EXERCISE INPUTS:
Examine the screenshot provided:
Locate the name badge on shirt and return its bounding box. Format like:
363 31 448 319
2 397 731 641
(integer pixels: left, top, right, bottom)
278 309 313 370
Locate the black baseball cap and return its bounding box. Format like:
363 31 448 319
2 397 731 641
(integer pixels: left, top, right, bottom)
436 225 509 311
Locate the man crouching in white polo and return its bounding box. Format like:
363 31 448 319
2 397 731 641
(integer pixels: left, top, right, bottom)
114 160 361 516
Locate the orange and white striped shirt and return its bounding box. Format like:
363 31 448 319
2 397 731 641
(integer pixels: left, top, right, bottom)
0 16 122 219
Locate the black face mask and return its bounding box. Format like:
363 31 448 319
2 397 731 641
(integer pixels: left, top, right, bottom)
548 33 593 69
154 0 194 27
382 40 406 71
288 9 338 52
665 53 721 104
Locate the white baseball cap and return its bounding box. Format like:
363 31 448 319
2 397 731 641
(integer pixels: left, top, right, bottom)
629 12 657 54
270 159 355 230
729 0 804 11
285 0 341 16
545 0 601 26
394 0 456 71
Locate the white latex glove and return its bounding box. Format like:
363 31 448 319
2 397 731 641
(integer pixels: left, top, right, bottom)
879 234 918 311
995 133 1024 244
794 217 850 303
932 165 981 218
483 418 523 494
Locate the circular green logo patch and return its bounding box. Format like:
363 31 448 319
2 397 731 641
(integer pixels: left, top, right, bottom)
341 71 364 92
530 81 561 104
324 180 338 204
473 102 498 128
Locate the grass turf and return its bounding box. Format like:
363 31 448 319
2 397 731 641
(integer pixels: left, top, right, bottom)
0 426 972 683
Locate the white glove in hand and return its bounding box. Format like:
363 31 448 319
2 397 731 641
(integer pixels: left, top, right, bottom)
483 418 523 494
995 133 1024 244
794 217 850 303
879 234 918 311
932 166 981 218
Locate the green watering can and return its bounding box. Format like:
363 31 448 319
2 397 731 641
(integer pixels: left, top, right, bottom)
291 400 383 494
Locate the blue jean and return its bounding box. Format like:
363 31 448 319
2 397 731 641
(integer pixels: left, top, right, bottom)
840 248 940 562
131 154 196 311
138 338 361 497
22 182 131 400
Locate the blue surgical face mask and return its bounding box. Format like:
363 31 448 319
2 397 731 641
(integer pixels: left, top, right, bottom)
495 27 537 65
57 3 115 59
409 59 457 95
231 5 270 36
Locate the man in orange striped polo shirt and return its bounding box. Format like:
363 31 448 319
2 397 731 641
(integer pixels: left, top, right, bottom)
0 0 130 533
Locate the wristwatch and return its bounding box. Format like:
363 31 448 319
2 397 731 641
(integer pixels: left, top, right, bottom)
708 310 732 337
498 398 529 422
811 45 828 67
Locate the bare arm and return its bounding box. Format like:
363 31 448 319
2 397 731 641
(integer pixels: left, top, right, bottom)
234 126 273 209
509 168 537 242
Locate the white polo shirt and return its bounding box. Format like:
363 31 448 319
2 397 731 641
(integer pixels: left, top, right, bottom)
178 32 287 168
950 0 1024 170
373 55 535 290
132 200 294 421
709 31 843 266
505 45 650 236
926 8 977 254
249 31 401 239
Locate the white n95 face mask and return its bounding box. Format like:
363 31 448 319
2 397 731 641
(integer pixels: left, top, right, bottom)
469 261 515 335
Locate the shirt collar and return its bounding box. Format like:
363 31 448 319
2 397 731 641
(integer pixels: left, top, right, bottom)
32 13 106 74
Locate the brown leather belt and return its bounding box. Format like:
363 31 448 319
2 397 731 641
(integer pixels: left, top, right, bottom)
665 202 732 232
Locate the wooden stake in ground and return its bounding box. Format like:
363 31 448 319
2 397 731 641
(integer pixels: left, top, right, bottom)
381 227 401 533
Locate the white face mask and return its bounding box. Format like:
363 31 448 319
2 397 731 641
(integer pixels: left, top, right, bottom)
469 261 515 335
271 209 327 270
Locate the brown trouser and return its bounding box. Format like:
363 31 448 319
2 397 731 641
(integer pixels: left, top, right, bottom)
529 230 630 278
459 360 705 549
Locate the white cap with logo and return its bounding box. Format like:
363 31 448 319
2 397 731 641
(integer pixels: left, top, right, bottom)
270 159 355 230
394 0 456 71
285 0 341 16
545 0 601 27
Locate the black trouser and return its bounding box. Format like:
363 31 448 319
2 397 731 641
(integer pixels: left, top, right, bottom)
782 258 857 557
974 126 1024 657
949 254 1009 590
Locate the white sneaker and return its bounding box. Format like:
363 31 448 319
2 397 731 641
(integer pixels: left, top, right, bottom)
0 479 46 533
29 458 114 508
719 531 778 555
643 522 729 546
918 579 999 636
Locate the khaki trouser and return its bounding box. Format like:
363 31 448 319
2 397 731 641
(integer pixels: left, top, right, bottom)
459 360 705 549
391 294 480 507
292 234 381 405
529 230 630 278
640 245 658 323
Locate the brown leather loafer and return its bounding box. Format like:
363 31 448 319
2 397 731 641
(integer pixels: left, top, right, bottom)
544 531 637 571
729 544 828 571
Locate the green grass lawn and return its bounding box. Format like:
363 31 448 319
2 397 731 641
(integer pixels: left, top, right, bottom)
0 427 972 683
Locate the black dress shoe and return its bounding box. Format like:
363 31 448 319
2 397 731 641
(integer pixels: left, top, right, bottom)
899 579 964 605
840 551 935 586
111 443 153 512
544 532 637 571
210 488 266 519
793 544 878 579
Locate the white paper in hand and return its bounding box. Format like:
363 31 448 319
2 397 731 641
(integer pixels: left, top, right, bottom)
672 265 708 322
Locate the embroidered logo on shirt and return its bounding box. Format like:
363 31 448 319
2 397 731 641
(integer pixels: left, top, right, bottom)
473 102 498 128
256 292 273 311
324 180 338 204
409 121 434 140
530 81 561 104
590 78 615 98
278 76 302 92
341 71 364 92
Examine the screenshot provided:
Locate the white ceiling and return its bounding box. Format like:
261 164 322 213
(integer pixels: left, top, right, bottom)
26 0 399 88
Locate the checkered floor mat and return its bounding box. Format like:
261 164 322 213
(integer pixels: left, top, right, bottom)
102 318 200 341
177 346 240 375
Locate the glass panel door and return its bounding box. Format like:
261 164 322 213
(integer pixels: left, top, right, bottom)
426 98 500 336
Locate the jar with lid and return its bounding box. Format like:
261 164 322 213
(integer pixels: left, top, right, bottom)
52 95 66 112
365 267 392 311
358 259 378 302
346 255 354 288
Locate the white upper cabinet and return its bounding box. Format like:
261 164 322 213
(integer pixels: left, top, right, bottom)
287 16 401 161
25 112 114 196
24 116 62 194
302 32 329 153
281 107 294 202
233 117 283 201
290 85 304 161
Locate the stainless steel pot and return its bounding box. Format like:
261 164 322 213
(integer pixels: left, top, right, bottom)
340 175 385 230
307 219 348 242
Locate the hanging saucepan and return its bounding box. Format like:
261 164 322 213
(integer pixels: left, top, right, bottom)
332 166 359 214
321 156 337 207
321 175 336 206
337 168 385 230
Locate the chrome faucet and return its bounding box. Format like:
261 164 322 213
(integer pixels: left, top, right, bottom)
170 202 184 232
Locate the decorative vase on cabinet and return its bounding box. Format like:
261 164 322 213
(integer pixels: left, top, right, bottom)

TASK GOAL: Reproduce all of the material above word for word, without changing anything.

THE RESPONSE:
Examine the screenshot provided:
Locate the name badge on shirt and return its bounding box. Format like:
363 31 448 319
2 397 731 641
(integer pixels: left, top, right, bottom)
278 309 313 370
Locate the black baseball cap and return its bounding box. Format like:
363 31 448 319
2 397 731 641
(integer pixels: left, top, right, bottom)
436 225 509 311
Locate the man crouching in white polo and return its bounding box. Format like:
363 31 448 319
2 397 731 641
(integer pixels: left, top, right, bottom)
114 160 361 516
Locate the orange and white striped shirt and return its bounding box. Format like:
363 31 448 319
2 397 731 641
(integer pixels: left, top, right, bottom)
0 16 122 219
Locate the black face mask and return its bounding box. Format like:
363 31 448 319
2 397 731 641
(integer pixels: left, top, right, bottom)
548 33 593 69
154 0 194 27
382 40 406 71
288 9 338 52
665 53 721 104
Locate the white baseball cap and return its bounding box. Format like:
363 31 448 319
2 397 731 641
(integer pixels: left, top, right, bottom)
629 12 657 54
270 159 355 230
729 0 804 11
285 0 341 16
545 0 601 26
394 0 456 71
Locate the white latex glove and return its bounding box. Format like:
363 31 448 319
2 397 731 641
(integer pixels: left, top, right, bottom)
879 234 918 311
995 133 1024 244
794 217 850 303
932 165 981 218
483 418 523 494
Locate the circular green logo patch and return its bounding box. Format like:
363 31 448 319
2 397 731 641
(integer pixels: left, top, right, bottom)
341 71 364 92
530 81 561 104
324 180 338 204
473 102 498 128
Locate the grass turf and return its bounding box. Format like:
363 31 448 319
2 397 731 641
(integer pixels: left, top, right, bottom)
0 426 972 683
Locate the white glove in hand and return its bounding box. Format like:
363 31 448 319
2 397 731 641
(integer pixels: left, top, right, bottom)
483 418 523 494
995 133 1024 244
794 217 850 303
879 234 918 311
932 166 981 218
Locate the green watering can and return its bounding box. Format like:
363 31 448 319
2 397 731 641
(integer pixels: left, top, right, bottom)
291 400 383 494
Locate the blue jean and return its bounding box. Format like:
363 31 448 319
2 397 731 641
(integer pixels: left, top, right, bottom)
840 248 940 562
131 154 196 311
138 338 361 497
22 182 131 400
Locate the blue surgical face mask and return its bounding box. Format like:
363 31 448 319
2 397 731 641
(integer pixels: left, top, right, bottom)
495 27 537 65
57 3 115 59
409 59 457 95
231 5 270 36
Locate the man in orange striped polo shirt and return its bounding box. Format like:
363 31 448 319
2 397 731 641
(integer pixels: left, top, right, bottom)
0 0 130 533
Locate the wristwatch and return its bounding box. Format like:
363 31 448 319
2 397 731 641
(integer pixels: left, top, right, bottom)
708 310 732 337
498 398 529 422
811 45 828 67
Locate the bare arm and return its bounding box. Format like:
363 31 448 319
2 397 731 641
(integer pixels: left, top, right, bottom)
234 126 273 209
509 168 537 242
Locate the white polo shirt and return its bounding box. Format like:
363 31 448 319
2 397 731 641
(integer pixels: left, top, right, bottom)
178 32 287 168
950 0 1024 170
373 55 535 290
132 200 294 421
709 31 843 266
505 45 650 236
926 8 977 254
249 31 401 239
Locate the white n95 face mask and return its bounding box. Format like:
363 31 448 319
2 397 731 641
(integer pixels: left, top, right, bottom)
469 261 515 335
Locate the shirt collar and return its bounding box. Format like:
363 31 448 319
2 397 731 641
(integer pixels: left, top, right, bottom)
32 13 106 74
Locate the brown leather belt and return its bounding box. Format like:
363 31 448 319
2 397 731 641
(integer pixels: left, top, right, bottom)
665 202 732 232
Locate the wooden stake in ground and return its bounding box. Format like:
363 31 448 319
2 397 731 641
(integer pixels: left, top, right, bottom)
381 227 401 533
Locate the white face mask and return its bounding box. Format like:
363 31 448 319
2 397 731 641
(integer pixels: left, top, right, bottom)
469 261 515 335
271 209 327 270
Locate the brown trouser and return its bounding box. Format like:
363 31 448 319
2 397 731 641
(integer pixels: left, top, right, bottom)
529 230 630 278
459 360 705 549
Locate the white cap with logo and return its bounding box. Format like:
363 31 448 319
2 397 731 641
(integer pixels: left, top, right, bottom)
270 159 355 230
394 0 456 71
285 0 341 16
545 0 601 27
Locate the black trouser and return its bounding box. Format like:
363 31 448 319
2 397 731 641
(integer pixels: left, top, right, bottom)
782 258 857 557
974 126 1024 657
949 254 1009 590
Locate the white sneaker and return its bounding box. Format like:
363 31 448 319
2 397 731 641
(integer pixels: left, top, right, bottom)
0 479 46 533
29 458 114 508
719 531 778 555
643 522 729 546
918 579 999 636
Locate the khaki trouser and return its bounding box. Format like:
363 31 448 319
2 397 731 641
(integer pixels: left, top, right, bottom)
459 360 705 549
391 294 480 507
292 234 381 405
529 230 630 278
640 245 658 323
Locate the brown leather loafer and return its bounding box. Format like:
363 31 448 319
2 397 731 641
(integer pixels: left, top, right, bottom)
544 531 637 571
729 544 828 571
Locate the green grass lawn and return its bounding box. Format like:
363 31 448 319
2 397 731 641
(integer pixels: left, top, right, bottom)
0 427 972 683
Locate the black dress shoe and return its bounding box. Format like:
363 31 448 319
2 397 731 641
(integer pixels: left, top, right, bottom)
899 579 964 605
840 551 935 586
111 443 153 512
544 532 637 571
210 488 266 519
793 544 878 579
Locate the white paper in hand and return its bounding box. Format like:
363 31 448 319
2 397 731 641
(integer pixels: left, top, right, bottom)
672 265 708 322
Locate the embroidered logo on shirt and return its bounding box. Format like:
363 31 448 319
2 397 731 641
(integer pixels: left, top, right, bottom)
473 102 498 128
256 292 273 311
324 180 338 204
409 121 434 140
530 81 561 104
590 78 615 98
278 76 302 92
341 71 364 92
Examine the screenshot provided:
Locate the white ceiling and return its bounding box. Format like:
261 164 322 213
(integer pixels: left, top, right, bottom)
26 0 399 88
Locate the checkered floor mat and return its bounding box. Format like:
261 164 322 213
(integer pixels: left, top, right, bottom)
102 318 200 341
177 346 240 375
Locate the glass panel door and return its bounding box. Format like:
261 164 322 213
(integer pixels: left, top, right, bottom)
426 98 500 336
Locate the jar with lid and return its bounding box. Format like:
261 164 322 213
(integer pixels: left, top, right, bottom)
52 95 66 112
365 267 392 311
358 259 378 302
346 255 354 288
Locate the white upper cabinet and return its bounding box. Format like:
261 164 322 213
(integer pixels: left, top, right, bottom)
287 16 401 161
25 112 114 196
24 116 62 194
302 32 329 153
281 107 294 202
233 117 283 201
290 85 304 161
Locate the stainless steel pot and return its bounding box. Format like:
261 164 322 213
(integer pixels: left, top, right, bottom)
340 175 385 230
307 219 348 242
Locate the hanging saucepan and return its bounding box. Format like:
261 164 322 213
(integer pixels: left, top, right, bottom)
332 166 359 214
321 156 337 207
321 175 336 206
337 168 385 230
Locate the chrome faucet and return its bounding box. Format like:
261 164 322 213
(integer pixels: left, top, right, bottom)
170 202 184 232
Locate the decorative vase on cabinet and return its bounding box. Format like:
261 164 322 213
(integer pixels: left, top, right, bottom)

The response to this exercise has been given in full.